*Work instructions*
Can you reproduce each of the following lines verbatim?

*Dataset items*

┄┄┄┄┄┄┄┄┄┄

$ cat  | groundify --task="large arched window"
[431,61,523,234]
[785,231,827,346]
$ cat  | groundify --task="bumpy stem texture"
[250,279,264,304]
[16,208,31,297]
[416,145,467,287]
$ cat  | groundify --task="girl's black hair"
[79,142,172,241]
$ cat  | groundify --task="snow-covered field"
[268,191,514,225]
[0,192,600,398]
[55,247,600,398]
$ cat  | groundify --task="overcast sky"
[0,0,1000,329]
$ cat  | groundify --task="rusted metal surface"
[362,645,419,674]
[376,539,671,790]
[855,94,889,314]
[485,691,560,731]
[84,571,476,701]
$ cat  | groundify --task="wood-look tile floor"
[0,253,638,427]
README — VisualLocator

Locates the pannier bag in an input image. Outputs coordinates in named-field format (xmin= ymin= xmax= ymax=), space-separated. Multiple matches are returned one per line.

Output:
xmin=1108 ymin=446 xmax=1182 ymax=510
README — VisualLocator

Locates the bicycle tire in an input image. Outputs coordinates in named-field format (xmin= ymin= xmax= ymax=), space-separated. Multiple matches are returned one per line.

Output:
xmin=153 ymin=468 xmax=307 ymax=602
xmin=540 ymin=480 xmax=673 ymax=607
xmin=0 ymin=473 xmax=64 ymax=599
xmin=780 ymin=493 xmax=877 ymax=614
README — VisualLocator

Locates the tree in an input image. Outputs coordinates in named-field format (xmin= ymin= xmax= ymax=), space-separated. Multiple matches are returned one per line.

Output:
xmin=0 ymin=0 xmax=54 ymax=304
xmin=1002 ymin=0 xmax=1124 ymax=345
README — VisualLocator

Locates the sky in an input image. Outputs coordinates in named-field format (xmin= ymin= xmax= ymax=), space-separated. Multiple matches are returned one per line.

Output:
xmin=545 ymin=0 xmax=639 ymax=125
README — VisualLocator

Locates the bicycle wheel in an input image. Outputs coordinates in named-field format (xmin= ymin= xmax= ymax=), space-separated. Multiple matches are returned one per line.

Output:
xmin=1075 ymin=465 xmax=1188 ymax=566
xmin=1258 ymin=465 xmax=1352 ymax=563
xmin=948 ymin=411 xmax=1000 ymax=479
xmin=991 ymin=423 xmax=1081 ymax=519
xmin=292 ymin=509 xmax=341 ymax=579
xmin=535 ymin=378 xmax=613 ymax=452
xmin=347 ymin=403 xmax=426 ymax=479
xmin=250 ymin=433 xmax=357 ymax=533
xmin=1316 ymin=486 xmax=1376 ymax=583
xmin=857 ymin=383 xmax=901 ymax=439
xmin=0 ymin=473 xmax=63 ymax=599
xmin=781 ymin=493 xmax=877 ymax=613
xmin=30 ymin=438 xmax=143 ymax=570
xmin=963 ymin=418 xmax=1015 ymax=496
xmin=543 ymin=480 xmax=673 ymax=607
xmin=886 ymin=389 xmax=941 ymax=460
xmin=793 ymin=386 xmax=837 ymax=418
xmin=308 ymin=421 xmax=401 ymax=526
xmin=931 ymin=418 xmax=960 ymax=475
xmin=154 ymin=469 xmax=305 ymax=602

┄┄┄┄┄┄┄┄┄┄

*Worked solution*
$ cat  | groundify --task="large arched window"
[431,61,523,234]
[785,231,827,346]
$ cat  | groundify --task="bumpy stem texture"
[250,279,264,304]
[16,208,31,297]
[416,145,467,287]
$ cat  | groundify --task="girl's black hair"
[79,142,172,241]
$ cat  | groundify --task="snow-covered field"
[268,191,514,225]
[0,192,600,398]
[55,247,600,398]
$ cat  | groundify --task="overcast sky"
[0,0,1000,329]
$ cat  | groundify --task="rusted metal surface"
[362,645,419,674]
[376,539,671,790]
[855,94,889,314]
[485,691,560,731]
[84,571,476,701]
$ cat  | groundify --task="wood-look tile floor"
[0,253,638,427]
README — VisualLocator

Locates the pannier bag in an input image. Outputs coordinates in named-field format (xmin= ymin= xmax= ymax=), space-separated. Multiple matches are returned one per line.

Output:
xmin=1108 ymin=446 xmax=1182 ymax=510
README — VisualLocator

Locates the bicycle tire in an input image. Outputs coordinates in named-field format (xmin= ymin= xmax= ymax=), space-separated. Multiple matches are returned one per line.

Output:
xmin=153 ymin=468 xmax=307 ymax=602
xmin=540 ymin=480 xmax=673 ymax=607
xmin=0 ymin=473 xmax=64 ymax=599
xmin=780 ymin=493 xmax=877 ymax=614
README — VisualLocator

Locates the tree in an input image. Outputs coordinates in named-field format (xmin= ymin= xmax= ymax=), space-separated. Multiple matches are returned one per line.

Output:
xmin=0 ymin=0 xmax=54 ymax=304
xmin=1002 ymin=0 xmax=1124 ymax=345
README — VisualLocator

Locates the sky in an input image. Outputs coordinates in named-field format (xmin= ymin= xmax= ymax=), space-separated. Multiple matches are returned one per line.

Output:
xmin=545 ymin=0 xmax=639 ymax=125
README — VisualLocator

Locates the bicycle wheel in an input image. Outputs coordinates in named-field format (xmin= ymin= xmax= ymax=), space-separated. Multiple matches are returned one per line.

Output:
xmin=1075 ymin=465 xmax=1188 ymax=566
xmin=1258 ymin=465 xmax=1352 ymax=563
xmin=948 ymin=411 xmax=1000 ymax=479
xmin=991 ymin=423 xmax=1081 ymax=519
xmin=292 ymin=509 xmax=341 ymax=579
xmin=535 ymin=378 xmax=613 ymax=452
xmin=347 ymin=403 xmax=426 ymax=479
xmin=250 ymin=433 xmax=357 ymax=533
xmin=1316 ymin=486 xmax=1376 ymax=583
xmin=857 ymin=383 xmax=901 ymax=439
xmin=0 ymin=473 xmax=63 ymax=599
xmin=781 ymin=493 xmax=877 ymax=613
xmin=30 ymin=438 xmax=143 ymax=570
xmin=963 ymin=418 xmax=1015 ymax=496
xmin=543 ymin=480 xmax=673 ymax=607
xmin=886 ymin=389 xmax=941 ymax=460
xmin=793 ymin=386 xmax=837 ymax=418
xmin=308 ymin=421 xmax=401 ymax=526
xmin=931 ymin=418 xmax=960 ymax=475
xmin=154 ymin=469 xmax=305 ymax=602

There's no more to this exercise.